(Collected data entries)
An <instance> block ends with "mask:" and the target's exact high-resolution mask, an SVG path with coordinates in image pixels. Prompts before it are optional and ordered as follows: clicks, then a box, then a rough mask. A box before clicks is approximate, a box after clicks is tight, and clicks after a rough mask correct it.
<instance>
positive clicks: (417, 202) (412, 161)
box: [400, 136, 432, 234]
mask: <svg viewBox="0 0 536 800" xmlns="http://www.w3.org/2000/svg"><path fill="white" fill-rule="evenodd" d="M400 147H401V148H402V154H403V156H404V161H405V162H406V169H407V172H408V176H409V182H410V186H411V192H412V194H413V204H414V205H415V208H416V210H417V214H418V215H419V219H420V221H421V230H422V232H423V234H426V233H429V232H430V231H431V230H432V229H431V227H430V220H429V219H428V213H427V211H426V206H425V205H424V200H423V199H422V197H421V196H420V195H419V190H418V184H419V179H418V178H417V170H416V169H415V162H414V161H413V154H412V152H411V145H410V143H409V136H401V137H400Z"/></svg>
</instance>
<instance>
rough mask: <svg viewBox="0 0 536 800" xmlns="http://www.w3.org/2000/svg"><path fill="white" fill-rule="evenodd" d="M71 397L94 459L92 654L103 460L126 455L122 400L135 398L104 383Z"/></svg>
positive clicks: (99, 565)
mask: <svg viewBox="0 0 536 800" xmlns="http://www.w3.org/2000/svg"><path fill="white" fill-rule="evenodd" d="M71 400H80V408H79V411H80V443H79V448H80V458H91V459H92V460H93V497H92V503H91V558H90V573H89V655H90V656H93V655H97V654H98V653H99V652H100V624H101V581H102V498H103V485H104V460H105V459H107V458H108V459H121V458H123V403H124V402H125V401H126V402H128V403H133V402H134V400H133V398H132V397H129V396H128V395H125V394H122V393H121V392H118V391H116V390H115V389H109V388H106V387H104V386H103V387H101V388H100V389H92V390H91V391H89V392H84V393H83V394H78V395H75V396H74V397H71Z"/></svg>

**Requirement**
Copy the listing lines verbatim, starting with the line containing "</instance>" and going on through the line containing "positive clicks: (99, 565)".

**Final answer**
</instance>
<instance>
rough mask: <svg viewBox="0 0 536 800" xmlns="http://www.w3.org/2000/svg"><path fill="white" fill-rule="evenodd" d="M71 397L94 459L92 654L103 460L126 455L122 400L135 398L104 383Z"/></svg>
positive clicks: (99, 565)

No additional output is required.